===== Excerpted passage

These same techniques can be used in conjunction with pattern recognition applications. In each case a pattern can be defined by one or more of the above mentioned features extracted from the image. For example, maybe a combination of the transition counts and edge pixels would be sufficient to make a judgement about patterns where that combination is sufficient to distinguish between the patterns. Another approach might be to use geometric properties to distinguish patterns. These might include length and width ratios, perimeter, etc.
The computer having reduced the image to a set of features used as the basis of analysis would typically then use a deterministic or probabilistic approach to analyze the features. A probabilistic approach is one that basically suggests that given a certain property associated with a feature, there is a high probability that the object is in fact good. So, for example, using the total number of pixels as an indication of the completeness of an object one would be able to suggest that if the total number of pixels exceeded say 10,000 there is a high probability that the object is complete. If less than 10,000 the object should be rejected because it would be characterized as incomplete. Some refer to this as goodness-of-fit criteria. It is also possible to set a boundary around this criteria. That is, it should fall between 10,000 and 10,500. An indication of a pixel count greater than 10,500 could be an indication, for example, of excess flashing.
A deterministic approach is one that will use physical feature properties as the criteria. For example, the distance between two boundaries has to be one inch +/- .005". The perimeter of the object must fall between 12 inches +/- .020". The pattern must match the following criteria in order to be considered a match: length/width ratio of a certain value, perimeter of a certain value, centroid of a given calculated value, etc.
In a deterministic mode each of the features can be associated with a vector in decision space. In a pattern recognition application, the combined feature vector or the shortest distance to the known feature set for each of the patterns is the one that would be selected. This type of evaluation is referred to as decision theoretic. Another type of analysis is one based on syntactic techniques. In these cases, primitives associated with pieces of the image are extracted and the relationship between them is compared to a known data base associated with the image.
In other words, the primitives and their relationship to each other have to abide to a set of rules. Using syntactic techniques one may be able to infer certain primitives and their position knowing something about other primitives in the image and their position with respect to each other. This could be a technique to handle parts that might be overlapping and still be able to make certain decisions associated with those parts even though one can not see them entirely.

==========
===== Records supplied

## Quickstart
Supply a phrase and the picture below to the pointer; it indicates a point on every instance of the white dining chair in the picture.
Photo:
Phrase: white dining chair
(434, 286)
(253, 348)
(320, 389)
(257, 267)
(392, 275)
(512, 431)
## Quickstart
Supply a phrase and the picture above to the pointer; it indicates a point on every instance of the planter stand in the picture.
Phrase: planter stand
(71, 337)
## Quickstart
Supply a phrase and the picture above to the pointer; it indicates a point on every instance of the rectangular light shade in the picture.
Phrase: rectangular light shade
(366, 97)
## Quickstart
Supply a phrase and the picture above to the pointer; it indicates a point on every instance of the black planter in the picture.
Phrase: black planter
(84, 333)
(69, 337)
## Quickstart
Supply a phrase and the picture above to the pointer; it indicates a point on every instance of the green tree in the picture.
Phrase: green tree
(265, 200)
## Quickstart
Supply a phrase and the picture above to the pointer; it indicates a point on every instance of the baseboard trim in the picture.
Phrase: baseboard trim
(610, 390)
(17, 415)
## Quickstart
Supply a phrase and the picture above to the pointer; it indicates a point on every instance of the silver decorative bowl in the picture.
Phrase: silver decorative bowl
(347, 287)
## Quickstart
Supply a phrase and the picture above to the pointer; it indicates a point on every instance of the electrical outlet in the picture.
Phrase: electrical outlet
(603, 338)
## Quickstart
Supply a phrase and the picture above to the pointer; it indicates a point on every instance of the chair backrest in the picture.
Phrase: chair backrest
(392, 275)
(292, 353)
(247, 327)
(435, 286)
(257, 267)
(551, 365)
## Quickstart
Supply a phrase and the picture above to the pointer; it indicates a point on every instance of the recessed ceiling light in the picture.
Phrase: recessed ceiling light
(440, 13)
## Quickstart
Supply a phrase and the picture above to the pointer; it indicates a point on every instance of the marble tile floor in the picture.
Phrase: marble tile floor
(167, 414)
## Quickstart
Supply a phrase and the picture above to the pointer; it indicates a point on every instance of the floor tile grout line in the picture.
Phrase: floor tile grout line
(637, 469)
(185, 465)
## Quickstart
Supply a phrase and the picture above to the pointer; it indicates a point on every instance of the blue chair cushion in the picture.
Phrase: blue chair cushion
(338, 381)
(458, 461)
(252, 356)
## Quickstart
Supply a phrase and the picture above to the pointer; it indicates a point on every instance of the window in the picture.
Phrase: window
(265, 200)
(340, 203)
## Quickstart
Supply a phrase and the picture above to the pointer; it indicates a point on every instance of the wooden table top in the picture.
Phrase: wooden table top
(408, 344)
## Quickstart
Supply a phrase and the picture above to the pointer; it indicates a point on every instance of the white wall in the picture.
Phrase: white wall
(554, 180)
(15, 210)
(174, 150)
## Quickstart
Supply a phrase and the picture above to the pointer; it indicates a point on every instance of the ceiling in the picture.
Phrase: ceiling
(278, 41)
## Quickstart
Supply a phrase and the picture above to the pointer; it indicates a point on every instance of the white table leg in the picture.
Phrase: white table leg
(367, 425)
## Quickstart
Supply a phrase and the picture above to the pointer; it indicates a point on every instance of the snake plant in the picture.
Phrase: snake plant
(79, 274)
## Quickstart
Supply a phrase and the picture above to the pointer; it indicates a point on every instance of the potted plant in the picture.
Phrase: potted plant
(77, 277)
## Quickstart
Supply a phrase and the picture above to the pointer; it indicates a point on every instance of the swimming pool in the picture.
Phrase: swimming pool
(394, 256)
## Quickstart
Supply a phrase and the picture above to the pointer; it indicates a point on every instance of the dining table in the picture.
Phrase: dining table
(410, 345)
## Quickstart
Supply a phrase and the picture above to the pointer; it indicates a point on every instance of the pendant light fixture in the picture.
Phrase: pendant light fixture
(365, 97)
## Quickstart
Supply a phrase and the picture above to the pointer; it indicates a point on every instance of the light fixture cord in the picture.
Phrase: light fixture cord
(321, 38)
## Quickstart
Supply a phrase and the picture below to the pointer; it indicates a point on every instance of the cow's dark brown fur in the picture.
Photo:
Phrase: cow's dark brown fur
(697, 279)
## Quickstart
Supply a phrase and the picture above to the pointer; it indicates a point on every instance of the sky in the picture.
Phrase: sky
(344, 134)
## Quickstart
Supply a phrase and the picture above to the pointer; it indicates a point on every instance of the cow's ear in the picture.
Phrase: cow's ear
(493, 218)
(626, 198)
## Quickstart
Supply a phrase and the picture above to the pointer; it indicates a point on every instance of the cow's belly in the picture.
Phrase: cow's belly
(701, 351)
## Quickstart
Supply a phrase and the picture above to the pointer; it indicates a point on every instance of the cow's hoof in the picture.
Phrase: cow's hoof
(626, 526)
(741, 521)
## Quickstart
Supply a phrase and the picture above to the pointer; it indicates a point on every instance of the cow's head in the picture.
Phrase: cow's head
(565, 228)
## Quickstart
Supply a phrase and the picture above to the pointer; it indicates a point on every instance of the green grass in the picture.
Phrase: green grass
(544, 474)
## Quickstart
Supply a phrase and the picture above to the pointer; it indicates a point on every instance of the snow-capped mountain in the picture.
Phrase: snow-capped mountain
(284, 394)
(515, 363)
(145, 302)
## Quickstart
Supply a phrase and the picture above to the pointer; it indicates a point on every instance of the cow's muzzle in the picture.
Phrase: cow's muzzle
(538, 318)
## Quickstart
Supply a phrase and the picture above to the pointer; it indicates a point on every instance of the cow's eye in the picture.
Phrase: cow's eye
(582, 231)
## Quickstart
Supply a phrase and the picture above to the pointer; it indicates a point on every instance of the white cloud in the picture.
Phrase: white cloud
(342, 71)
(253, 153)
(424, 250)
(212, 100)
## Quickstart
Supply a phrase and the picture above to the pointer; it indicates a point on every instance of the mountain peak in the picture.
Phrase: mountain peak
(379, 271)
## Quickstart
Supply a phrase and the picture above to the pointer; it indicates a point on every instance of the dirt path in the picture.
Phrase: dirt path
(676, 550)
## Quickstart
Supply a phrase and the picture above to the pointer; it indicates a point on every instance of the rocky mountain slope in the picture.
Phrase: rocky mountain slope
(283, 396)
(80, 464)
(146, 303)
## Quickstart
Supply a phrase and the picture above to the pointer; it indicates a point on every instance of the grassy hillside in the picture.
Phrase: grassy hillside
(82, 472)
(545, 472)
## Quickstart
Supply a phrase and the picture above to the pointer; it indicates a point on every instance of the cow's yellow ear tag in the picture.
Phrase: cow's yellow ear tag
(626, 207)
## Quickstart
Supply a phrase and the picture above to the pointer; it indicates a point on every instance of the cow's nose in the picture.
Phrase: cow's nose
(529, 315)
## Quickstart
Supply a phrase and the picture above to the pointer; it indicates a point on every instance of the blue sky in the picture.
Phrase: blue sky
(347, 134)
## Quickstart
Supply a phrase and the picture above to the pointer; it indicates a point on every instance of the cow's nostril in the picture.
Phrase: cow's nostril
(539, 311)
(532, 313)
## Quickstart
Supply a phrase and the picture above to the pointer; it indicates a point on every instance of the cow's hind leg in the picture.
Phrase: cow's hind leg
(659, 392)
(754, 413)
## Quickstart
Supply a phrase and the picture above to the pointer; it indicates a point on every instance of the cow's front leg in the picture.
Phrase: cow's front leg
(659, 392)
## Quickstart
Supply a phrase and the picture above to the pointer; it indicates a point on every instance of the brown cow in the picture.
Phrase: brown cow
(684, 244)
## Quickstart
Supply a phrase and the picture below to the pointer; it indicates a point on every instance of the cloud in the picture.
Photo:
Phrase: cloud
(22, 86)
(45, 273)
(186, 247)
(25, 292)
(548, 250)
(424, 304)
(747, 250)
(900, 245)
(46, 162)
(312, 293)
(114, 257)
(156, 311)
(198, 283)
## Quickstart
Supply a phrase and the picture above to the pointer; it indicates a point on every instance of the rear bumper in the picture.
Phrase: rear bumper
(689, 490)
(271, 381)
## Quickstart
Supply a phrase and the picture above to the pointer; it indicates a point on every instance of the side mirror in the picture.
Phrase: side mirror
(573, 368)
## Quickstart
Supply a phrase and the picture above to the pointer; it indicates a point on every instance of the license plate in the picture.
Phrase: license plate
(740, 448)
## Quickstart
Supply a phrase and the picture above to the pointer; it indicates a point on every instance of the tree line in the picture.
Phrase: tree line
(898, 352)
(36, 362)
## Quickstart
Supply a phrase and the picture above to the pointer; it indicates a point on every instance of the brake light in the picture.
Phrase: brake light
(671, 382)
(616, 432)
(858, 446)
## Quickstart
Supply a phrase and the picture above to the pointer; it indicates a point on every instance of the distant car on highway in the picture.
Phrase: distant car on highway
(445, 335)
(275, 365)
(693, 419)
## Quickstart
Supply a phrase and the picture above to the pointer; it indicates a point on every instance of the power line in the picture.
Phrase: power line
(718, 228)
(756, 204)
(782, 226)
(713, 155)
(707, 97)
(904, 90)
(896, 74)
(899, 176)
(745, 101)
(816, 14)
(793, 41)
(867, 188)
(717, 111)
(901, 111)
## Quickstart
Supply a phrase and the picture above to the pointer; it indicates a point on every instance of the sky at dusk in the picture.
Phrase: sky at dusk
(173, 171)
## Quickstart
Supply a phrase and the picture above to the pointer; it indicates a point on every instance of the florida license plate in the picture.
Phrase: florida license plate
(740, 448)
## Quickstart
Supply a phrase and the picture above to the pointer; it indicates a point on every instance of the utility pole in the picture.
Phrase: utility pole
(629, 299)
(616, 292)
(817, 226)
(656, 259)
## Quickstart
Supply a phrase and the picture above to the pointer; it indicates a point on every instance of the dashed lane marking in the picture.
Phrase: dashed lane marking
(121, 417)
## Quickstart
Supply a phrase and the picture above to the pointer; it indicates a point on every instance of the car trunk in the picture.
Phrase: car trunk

==========

> **Exercise requirements**
a: Extract every line of the rows that contains the string "mirror", matching case exactly.
b: Write the next part of the passage on image feature analysis, starting after its final sentence.

> **Expected outputs**
a:
Supply a phrase and the picture above to the pointer; it indicates a point on every instance of the side mirror in the picture.
Phrase: side mirror

b:
As you can see there are many vision tools that are available and the specific tools that one requires are application dependent. Today one can find machine vision type technology in virtually every manufacturing industry. The largest adopter by far is the electronics industry. In microelectronics, machine vision techniques are used to automatically perform inspections throughout the integrated circuit manufacturing process: photomask fabrication, post die slicing inspection, pre-cap inspection and final package inspection for mark integrity.
Throughout the manufacturing process, machine vision is also used to provide feedback for position correction in conjunction with a variety of manufacturing processes such as die slicing and bonding and wire bonding. In the macroelectronic industry machine vision is being used to inspect printed circuit boards for conductor width spacing, populated printed circuit boards for completeness, post solder inspection for solder integrity.
As in microelectronics it is also being used to perform positional feedback in conjunction with component placement. It has become an integral part of the manufacturing process associated with the placement of chip carriers with relatively high density pin counts.
In industries that produce products on a continuous web, such as the paper, plastic, and textile industries, machine vision techniques are being used to perform an inspection of the integrity of the product being produced. Where coatings are applied to such products, machine vision is also being used to guaranty the coverage and quality of coverage. In the printing industry one finds machine vision being used in conjunction with registration.
The food industry finds machine vision being used in the process end to inspect products for sorting purposes, that is sorting out defective conditions or misshapen product or undersize/oversize product, etc. At the packaging end it is being used to verify the size and shape of contents, such as candy bars and cookies to make sure they will fit in their respective packages.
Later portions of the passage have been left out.